-- Page text start --
Whether Springsteen was aware of it or not, this is Shakespeare’s Othello in the modern age, an internal tragedy of love and loss rather than an external one of blood and death.  Othello is so easily manipulated by Iago into believing Desdemona is unfaithful because he doubts himself, a battle-scarred foreigner in an Italian court, who can’t possibly believe a fair noblewoman would choose him.  In Springsteen’s telling, we do not know the speaker’s scars, save that he’s a “lonely pilgrim,” but it doesn’t matter.  We don’t need a villain either.  We have one within ourselves.  He has no peace or trust within himself, and therefore cannot extend it to others.  The disguises we wear – and we all wear them in our various ways, whether the face we put on for work or family or friends – come with a cost.  If we become too much of a disguise and not much of the real person beneath, that cost is trust in everyone and everything.  If we have no trust, only doubt remains, and doubt leads inevitably to a dark and cold mental place we can’t escape.  We might circle around it, we might blame it on others, but ultimately it all comes back to the darkness and coldness in our own hearts, as though they were hard as diamonds.
-- Page text end --
-- Supplied data start --
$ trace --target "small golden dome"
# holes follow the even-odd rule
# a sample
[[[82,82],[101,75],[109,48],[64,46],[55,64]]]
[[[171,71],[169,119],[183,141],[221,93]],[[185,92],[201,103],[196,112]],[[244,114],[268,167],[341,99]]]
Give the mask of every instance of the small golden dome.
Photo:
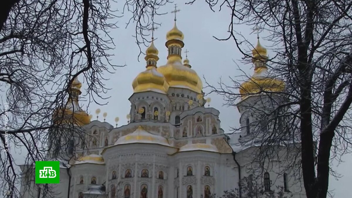
[[[133,132],[119,138],[115,142],[115,145],[136,143],[155,144],[171,146],[167,139],[160,135],[152,134],[141,126],[139,126]]]
[[[165,76],[170,87],[186,88],[201,93],[202,80],[195,71],[181,62],[168,63],[158,68],[157,70]]]
[[[72,82],[70,90],[68,100],[65,105],[56,109],[54,112],[52,119],[54,123],[74,124],[83,126],[90,123],[90,117],[80,106],[78,96],[81,94],[80,89],[82,84],[77,78]]]
[[[100,155],[92,154],[89,155],[82,156],[79,157],[75,162],[75,165],[82,163],[94,163],[97,164],[104,164],[105,162],[104,158]]]
[[[266,49],[262,46],[259,41],[259,37],[257,37],[258,41],[257,46],[252,50],[252,54],[254,58],[267,58],[268,51]]]
[[[271,76],[268,68],[262,67],[256,68],[252,77],[241,84],[239,92],[242,99],[244,99],[262,92],[282,92],[285,87],[282,80]]]
[[[169,89],[169,83],[165,77],[157,70],[158,52],[154,45],[153,38],[152,39],[150,46],[146,51],[145,59],[147,61],[147,69],[140,73],[132,81],[133,92],[152,91],[166,94]]]
[[[153,55],[157,56],[159,54],[159,51],[158,51],[158,49],[155,47],[155,46],[154,44],[153,38],[152,38],[151,43],[150,44],[150,45],[147,48],[146,50],[145,50],[145,54],[147,55]],[[146,56],[146,57],[147,56]]]
[[[78,90],[81,89],[81,87],[82,86],[82,83],[78,80],[77,77],[75,78],[72,82],[71,88],[73,89],[76,89]]]
[[[172,29],[166,33],[166,42],[171,40],[178,40],[181,41],[183,41],[183,33],[177,28],[176,21]]]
-- Supplied data end --
* [The tasks]:
1. Answer these questions about the Springsteen passage:
(a) Which Shakespeare play does it say this is in the modern age?
(b) What is the only thing we learn about the speaker's scars?
(c) If we have no trust, what remains?
2. According to the Springsteen passage, why is Othello so easily manipulated by Iago?
3. Carry on the Springsteen passage, picking up after its final sentence.

* [Exercise results]:
1.
(a) Othello.
(b) That he's a "lonely pilgrim."
(c) Only doubt.

2. Othello doubts himself. As a battle-scarred foreigner in an Italian court, he can't possibly believe that a fair noblewoman like Desdemona would choose him, so Iago can easily convince him that she is unfaithful.

3.
BRILLIANT DISGUISE

 hold you in my arms as the band plays
What are those words whispered, baby, just as you turn away
I saw you last night out on the edge of town
I wanna read your mind to know just what I’ve got in this new thing I’ve found

So tell me what I see when I look in your eyes
Is that you, baby, or just a brilliant disguise?

I heard somebody call your name from underneath our willow
I saw something tucked in shame underneath your pillow
Well I’ve tried so hard, baby, but I just can’t see
What a woman like you is doing with me

So tell me who I see when I look in your eyes
Is that you, baby, or just a brilliant disguise?

Now look at me, baby
Struggling to do everything right
And then it all falls apart
When out go the lights
I’m just a lonely pilgrim
I walk this world in wealth
I want to know if it’s you I don’t trust
‘Cause I damn sure don’t trust myself

Now you play the loving woman, I’ll play the faithful man
But just don’t look too close into the palm of my hand
We stood at the altar, the gypsy swore our future was right
But come the wee wee hours, well maybe, baby, the gypsy lied

So when you look at me, you better look hard and look twice
Is that me, baby, or just a brilliant disguise?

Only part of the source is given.